(Page extract Opens)

In a move that could act as a body blow to some of India’s biggest e-commerce companies, India’s Ministry of Home Affairs has withdrawn permission for e-retailers to deliver non-essential goods. This comes after ecommerce companies were earlier allowed to do all sorts of deliveries, including non-essential goods, in an April 15th order.
The move will have a significant impact on Walmart-backed Flipkart, Amazon India among other major ecommerce players in the country. For Flipkart, electronics and smartphones have been its top-selling categories. With all such deliveries now shut, business will be severely impacted. Media reports had earlier highlighted how all these companies were preparing their supply chain and logistics, in order to deal with an expected surge in shipment volumes. Those plans will now have to be shelved, at least till May 3rd.
Earlier, during the first phase of a proactive nationwide lockdown in India, the federal government had only allowed delivery of essential goods, including food, pharmaceuticals and medical equipment through e-commerce platforms.
That lockdown phase ended on April 14th, with an extension announced by Prime Minister Narendra Modi on the same day. However, in detailed guidelines released thereafter, the government issued guidelines allowing e-commerce companies to operate. Certain states had already started issuing standard operating procedures and operational protocols for ecommerce firms to operate.
India, as is known, is currently under a nationwide lockdown in a bid to control the spread of coronavirus. Till date, the lockdown has been largely effective in containing the spread, with close to 14,000 cases in a nation of 1.2 billion people. Experts and epidemiologists suggest, that the number could have been near a million cases, had the lockdown not happened. India has also ramped up testing, with over 35,000 tests being done in a day and overall testing figures nearing 400,000.

(Page extract Closes)
(Provided material Opens)

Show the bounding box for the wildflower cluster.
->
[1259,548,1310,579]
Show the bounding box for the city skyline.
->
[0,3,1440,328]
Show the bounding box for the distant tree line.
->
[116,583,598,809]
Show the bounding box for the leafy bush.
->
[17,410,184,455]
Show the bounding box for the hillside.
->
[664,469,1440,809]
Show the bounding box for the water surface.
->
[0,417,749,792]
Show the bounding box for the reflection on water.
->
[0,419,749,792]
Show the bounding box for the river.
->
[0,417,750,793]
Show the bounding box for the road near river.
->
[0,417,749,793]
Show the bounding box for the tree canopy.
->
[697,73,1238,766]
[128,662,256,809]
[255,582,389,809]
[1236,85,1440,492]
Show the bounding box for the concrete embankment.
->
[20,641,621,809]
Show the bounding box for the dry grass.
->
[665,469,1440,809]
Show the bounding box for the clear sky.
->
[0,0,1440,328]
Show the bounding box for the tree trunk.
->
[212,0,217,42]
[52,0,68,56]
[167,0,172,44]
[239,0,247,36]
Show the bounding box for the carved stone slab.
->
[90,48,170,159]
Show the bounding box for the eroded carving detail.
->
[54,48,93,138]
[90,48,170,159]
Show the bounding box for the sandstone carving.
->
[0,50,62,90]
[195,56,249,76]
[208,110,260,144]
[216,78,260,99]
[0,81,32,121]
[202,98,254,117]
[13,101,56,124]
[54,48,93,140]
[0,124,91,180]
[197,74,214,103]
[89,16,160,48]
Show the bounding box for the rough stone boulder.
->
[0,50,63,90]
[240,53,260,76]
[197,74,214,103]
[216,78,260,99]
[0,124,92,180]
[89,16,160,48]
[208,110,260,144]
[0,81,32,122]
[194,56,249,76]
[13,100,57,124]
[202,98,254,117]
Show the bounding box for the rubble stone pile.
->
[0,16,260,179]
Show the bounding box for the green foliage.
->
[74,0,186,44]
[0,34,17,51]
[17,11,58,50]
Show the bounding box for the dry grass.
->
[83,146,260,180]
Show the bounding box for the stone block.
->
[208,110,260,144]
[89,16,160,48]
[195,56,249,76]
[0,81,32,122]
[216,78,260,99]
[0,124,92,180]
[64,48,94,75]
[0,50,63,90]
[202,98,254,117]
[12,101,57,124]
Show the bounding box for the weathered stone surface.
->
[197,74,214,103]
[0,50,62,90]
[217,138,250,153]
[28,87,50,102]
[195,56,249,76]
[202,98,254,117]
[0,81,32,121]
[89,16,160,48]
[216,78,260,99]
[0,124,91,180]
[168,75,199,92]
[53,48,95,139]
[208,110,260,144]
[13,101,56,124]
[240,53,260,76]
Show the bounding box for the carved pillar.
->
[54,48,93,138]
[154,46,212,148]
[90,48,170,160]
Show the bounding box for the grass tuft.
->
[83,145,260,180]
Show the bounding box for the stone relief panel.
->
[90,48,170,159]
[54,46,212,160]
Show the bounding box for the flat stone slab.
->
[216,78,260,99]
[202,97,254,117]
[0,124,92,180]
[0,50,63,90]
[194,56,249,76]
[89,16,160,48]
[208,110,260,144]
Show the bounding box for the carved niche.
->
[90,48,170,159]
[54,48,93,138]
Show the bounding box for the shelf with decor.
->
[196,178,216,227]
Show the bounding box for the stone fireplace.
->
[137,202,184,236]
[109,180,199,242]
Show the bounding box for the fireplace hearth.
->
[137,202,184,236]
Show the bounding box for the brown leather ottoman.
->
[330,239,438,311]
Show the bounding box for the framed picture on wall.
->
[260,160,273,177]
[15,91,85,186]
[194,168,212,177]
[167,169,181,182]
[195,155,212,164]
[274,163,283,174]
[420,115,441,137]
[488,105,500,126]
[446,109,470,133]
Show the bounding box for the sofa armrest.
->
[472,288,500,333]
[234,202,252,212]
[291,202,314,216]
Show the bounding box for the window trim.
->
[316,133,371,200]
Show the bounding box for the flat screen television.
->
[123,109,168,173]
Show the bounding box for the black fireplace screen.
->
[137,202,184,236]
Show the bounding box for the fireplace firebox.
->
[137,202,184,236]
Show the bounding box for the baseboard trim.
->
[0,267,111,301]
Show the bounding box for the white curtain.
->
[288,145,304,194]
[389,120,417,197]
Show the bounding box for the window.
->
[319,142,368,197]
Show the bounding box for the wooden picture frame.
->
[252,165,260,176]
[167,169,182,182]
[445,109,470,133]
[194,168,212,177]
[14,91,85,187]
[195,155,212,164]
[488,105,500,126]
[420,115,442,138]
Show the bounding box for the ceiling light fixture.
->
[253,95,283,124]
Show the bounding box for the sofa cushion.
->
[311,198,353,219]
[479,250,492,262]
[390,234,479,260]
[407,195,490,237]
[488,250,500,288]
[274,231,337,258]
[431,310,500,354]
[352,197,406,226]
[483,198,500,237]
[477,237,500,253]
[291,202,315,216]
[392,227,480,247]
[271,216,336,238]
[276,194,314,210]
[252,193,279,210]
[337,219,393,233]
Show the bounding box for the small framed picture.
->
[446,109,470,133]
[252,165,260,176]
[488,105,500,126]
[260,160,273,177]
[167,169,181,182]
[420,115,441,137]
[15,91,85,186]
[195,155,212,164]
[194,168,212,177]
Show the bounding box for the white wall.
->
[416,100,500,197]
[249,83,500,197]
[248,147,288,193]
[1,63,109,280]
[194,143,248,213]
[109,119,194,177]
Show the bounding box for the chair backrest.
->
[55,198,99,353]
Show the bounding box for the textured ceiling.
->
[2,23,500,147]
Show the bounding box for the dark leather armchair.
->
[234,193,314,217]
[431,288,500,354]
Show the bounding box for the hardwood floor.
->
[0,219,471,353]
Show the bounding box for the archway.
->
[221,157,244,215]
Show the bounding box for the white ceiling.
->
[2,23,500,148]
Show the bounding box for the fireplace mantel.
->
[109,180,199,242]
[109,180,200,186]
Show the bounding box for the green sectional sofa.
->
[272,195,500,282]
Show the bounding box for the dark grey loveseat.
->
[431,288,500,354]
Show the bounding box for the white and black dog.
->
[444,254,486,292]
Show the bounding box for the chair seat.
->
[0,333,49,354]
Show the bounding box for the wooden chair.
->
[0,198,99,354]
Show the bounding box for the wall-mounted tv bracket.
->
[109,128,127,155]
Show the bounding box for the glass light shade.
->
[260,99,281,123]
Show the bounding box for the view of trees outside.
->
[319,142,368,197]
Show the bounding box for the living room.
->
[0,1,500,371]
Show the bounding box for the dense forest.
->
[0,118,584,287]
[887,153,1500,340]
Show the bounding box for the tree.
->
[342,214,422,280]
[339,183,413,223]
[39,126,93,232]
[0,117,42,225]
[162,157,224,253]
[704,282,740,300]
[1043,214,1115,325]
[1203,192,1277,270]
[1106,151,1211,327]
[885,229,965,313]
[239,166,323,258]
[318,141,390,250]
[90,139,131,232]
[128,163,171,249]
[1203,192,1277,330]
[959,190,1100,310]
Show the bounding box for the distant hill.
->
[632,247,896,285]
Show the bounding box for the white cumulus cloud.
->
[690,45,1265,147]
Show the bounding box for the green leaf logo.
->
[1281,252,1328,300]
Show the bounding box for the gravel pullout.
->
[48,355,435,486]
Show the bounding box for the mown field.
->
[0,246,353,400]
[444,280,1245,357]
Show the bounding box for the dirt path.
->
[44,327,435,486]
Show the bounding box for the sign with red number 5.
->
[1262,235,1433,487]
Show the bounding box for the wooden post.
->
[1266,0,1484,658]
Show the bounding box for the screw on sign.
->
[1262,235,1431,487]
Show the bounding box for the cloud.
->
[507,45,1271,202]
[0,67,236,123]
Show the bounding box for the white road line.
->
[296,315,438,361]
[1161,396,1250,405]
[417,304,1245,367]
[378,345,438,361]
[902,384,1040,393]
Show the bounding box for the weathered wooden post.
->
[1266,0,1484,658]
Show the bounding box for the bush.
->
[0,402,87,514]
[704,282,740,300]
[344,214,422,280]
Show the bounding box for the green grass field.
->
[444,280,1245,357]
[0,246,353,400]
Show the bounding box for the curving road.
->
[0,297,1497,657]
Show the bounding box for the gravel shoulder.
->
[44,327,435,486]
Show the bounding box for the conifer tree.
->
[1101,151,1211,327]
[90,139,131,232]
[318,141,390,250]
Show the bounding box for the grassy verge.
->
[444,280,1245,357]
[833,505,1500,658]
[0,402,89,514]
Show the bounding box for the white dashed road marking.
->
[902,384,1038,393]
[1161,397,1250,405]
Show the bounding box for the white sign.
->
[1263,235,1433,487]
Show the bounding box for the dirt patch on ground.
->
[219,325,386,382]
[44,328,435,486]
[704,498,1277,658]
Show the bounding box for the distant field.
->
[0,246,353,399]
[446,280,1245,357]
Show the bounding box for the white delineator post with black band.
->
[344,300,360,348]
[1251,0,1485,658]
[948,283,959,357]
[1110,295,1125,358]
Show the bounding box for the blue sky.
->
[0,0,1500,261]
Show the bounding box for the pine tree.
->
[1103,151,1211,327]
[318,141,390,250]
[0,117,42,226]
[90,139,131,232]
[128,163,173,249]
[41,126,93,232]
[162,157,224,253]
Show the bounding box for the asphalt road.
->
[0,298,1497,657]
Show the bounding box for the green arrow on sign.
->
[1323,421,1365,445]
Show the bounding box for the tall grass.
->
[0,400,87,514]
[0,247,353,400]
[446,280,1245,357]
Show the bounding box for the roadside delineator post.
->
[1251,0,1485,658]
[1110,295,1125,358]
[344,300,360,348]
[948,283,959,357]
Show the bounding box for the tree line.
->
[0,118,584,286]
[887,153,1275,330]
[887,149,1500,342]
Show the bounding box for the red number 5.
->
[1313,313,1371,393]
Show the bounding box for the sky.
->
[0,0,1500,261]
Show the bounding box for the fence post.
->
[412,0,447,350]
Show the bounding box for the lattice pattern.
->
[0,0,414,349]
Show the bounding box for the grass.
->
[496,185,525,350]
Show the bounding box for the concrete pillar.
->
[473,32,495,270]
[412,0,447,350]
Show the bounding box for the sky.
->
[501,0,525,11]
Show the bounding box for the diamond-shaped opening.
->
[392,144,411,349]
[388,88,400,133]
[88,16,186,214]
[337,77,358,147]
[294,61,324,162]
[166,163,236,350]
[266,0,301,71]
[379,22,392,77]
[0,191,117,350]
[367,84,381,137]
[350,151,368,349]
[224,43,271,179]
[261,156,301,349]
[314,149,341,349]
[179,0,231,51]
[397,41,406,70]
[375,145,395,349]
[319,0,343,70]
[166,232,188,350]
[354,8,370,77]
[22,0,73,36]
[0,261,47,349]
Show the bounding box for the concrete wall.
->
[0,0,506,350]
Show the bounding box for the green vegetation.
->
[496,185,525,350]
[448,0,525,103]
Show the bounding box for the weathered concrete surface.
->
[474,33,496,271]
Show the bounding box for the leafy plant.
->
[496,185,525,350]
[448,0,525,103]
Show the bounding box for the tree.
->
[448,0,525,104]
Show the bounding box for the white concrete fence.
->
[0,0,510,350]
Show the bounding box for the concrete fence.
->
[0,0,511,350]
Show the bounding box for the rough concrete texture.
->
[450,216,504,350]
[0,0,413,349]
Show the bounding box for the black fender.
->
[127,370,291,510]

(Provided material Closes)

■ **Exercise objective**
Please answer these questions from the e-commerce article:
1. Which order had earlier allowed e-commerce companies to deliver non-essential goods?
2. On what date did the first lockdown phase end?
3. How many tests a day is India doing?
The records have no connection to the e-commerce article.

■ **Solved exercise**
1. The April 15th order.
2. April 14th.
3. Over 35,000.